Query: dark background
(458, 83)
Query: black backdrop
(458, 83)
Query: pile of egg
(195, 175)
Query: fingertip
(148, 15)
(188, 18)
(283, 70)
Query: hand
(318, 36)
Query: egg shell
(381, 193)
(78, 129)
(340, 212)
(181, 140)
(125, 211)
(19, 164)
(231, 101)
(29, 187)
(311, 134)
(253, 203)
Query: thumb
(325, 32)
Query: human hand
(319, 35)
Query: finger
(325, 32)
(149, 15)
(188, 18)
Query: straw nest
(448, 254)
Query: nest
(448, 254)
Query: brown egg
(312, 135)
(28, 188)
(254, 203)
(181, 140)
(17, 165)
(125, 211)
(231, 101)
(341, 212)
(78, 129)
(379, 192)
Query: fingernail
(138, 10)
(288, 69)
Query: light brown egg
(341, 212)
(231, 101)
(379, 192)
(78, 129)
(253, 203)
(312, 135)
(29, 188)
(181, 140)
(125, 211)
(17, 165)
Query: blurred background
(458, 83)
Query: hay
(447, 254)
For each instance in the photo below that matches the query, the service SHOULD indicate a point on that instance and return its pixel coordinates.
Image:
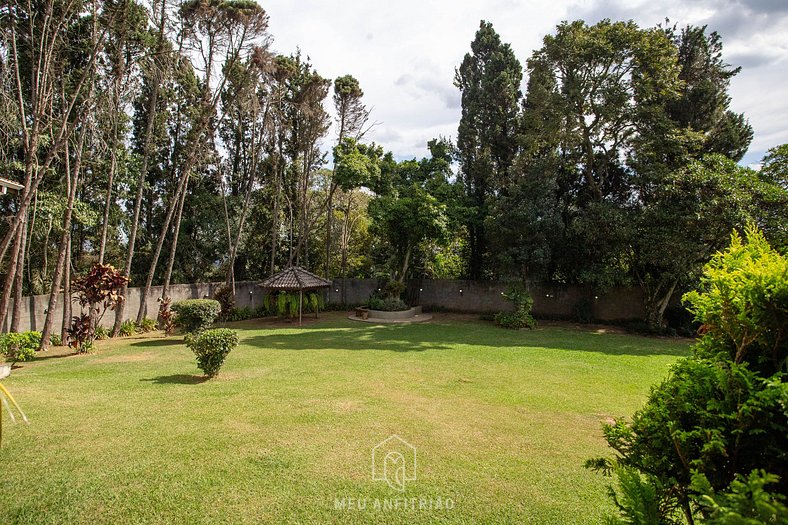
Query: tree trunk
(18, 281)
(171, 260)
(159, 244)
(120, 310)
(656, 304)
(8, 285)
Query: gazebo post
(292, 279)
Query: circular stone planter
(412, 315)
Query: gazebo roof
(295, 278)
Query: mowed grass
(502, 422)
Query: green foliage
(521, 316)
(166, 317)
(81, 333)
(406, 220)
(242, 314)
(489, 82)
(688, 217)
(211, 348)
(100, 286)
(226, 299)
(285, 304)
(196, 315)
(387, 304)
(128, 328)
(748, 502)
(103, 333)
(146, 325)
(99, 290)
(721, 415)
(20, 346)
(743, 305)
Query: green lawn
(502, 422)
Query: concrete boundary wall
(550, 300)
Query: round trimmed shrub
(196, 315)
(211, 348)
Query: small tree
(98, 291)
(211, 348)
(521, 316)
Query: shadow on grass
(177, 379)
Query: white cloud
(404, 53)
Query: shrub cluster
(196, 315)
(521, 316)
(709, 445)
(20, 346)
(387, 304)
(211, 348)
(128, 328)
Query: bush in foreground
(20, 346)
(709, 445)
(196, 315)
(211, 348)
(521, 316)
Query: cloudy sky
(404, 52)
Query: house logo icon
(394, 461)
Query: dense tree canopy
(167, 139)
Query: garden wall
(550, 300)
(34, 307)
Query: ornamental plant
(196, 315)
(166, 317)
(211, 348)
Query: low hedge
(211, 348)
(196, 315)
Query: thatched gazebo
(294, 279)
(6, 185)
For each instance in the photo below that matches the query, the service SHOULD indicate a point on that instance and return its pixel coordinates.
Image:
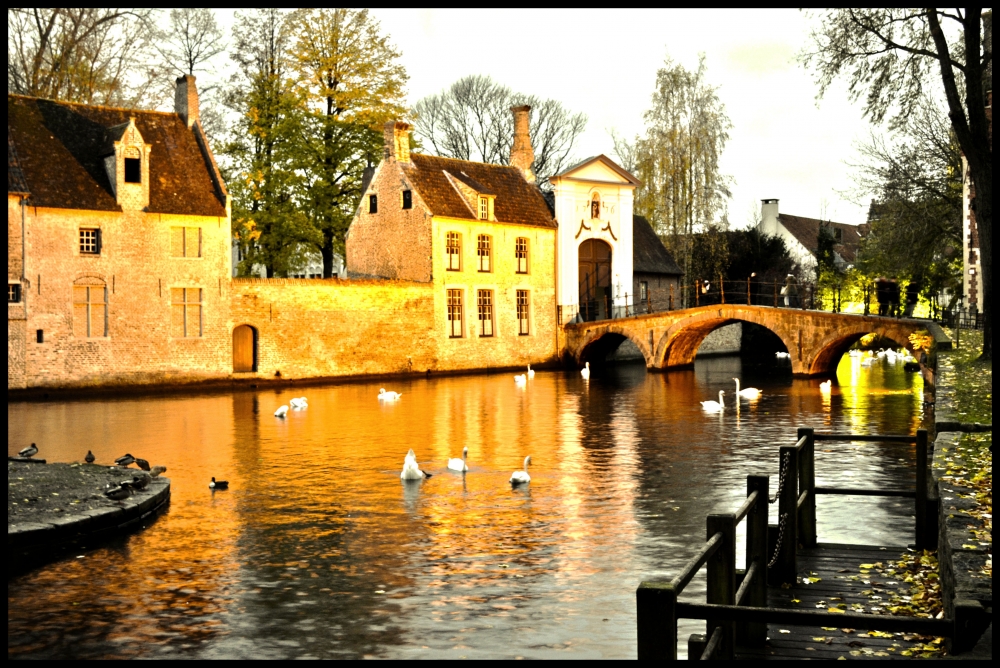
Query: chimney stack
(521, 154)
(397, 141)
(186, 100)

##############################

## ASSIGNED TASK
Return the whole listing word for word, minus its pictures.

## ANSWER BOX
Query: dark background
(458, 83)
Query: black backdrop
(458, 83)
Query: pile of egg
(195, 175)
Query: fingertip
(148, 15)
(188, 18)
(283, 70)
Query: hand
(318, 36)
Query: egg shell
(381, 193)
(78, 129)
(340, 212)
(181, 140)
(125, 211)
(19, 164)
(231, 101)
(29, 187)
(311, 134)
(253, 203)
Query: thumb
(325, 32)
Query: human hand
(319, 35)
Query: finger
(325, 32)
(149, 15)
(188, 18)
Query: straw nest
(448, 254)
Query: nest
(448, 254)
Query: brown egg
(312, 135)
(28, 188)
(254, 203)
(181, 140)
(17, 165)
(125, 211)
(231, 101)
(341, 212)
(78, 129)
(379, 192)
Query: fingernail
(138, 10)
(288, 69)
Query: light brown egg
(341, 212)
(231, 101)
(379, 192)
(78, 129)
(253, 203)
(312, 135)
(29, 188)
(181, 140)
(125, 211)
(17, 165)
Query: blurred background
(458, 83)
Query: hay
(447, 254)
For each instance in the photo below that matches the query, the service SHOULD indicate a point on that instance and return its pixel coordinates.
Image:
Query: tree trunk
(18, 281)
(171, 260)
(159, 244)
(120, 310)
(656, 304)
(8, 285)
Query: gazebo post
(292, 279)
Query: circular stone planter
(412, 315)
Query: gazebo roof
(295, 278)
Query: mowed grass
(502, 422)
Query: green foliage
(521, 316)
(166, 317)
(81, 333)
(406, 220)
(242, 314)
(489, 82)
(688, 217)
(211, 348)
(100, 286)
(226, 299)
(285, 304)
(196, 315)
(387, 304)
(128, 328)
(748, 502)
(103, 333)
(146, 325)
(99, 290)
(721, 415)
(20, 346)
(743, 305)
Query: green lawn
(502, 422)
Query: concrete boundary wall
(550, 300)
Query: round trimmed shrub
(196, 315)
(211, 348)
Query: small tree
(98, 291)
(211, 348)
(521, 316)
Query: shadow on grass
(177, 379)
Query: white cloud
(404, 53)
Query: shrub cluster
(196, 315)
(521, 316)
(709, 445)
(20, 346)
(387, 304)
(211, 348)
(128, 328)
Query: bush in foreground
(20, 346)
(709, 445)
(196, 315)
(211, 348)
(521, 316)
Query: cloudy sky
(404, 52)
Query: house logo icon
(394, 461)
Query: dense tree canopy
(167, 139)
Query: garden wall
(550, 300)
(34, 307)
Query: ornamental plant
(196, 315)
(166, 317)
(211, 348)
Query: low hedge
(211, 348)
(196, 315)
Query: thatched gazebo
(294, 279)
(6, 185)
For each instance in the photo below that matches the query, the service SHOULD indicate a point on that instance and return its pixel coordinates.
Image:
Query: chimney stack
(521, 154)
(397, 141)
(186, 100)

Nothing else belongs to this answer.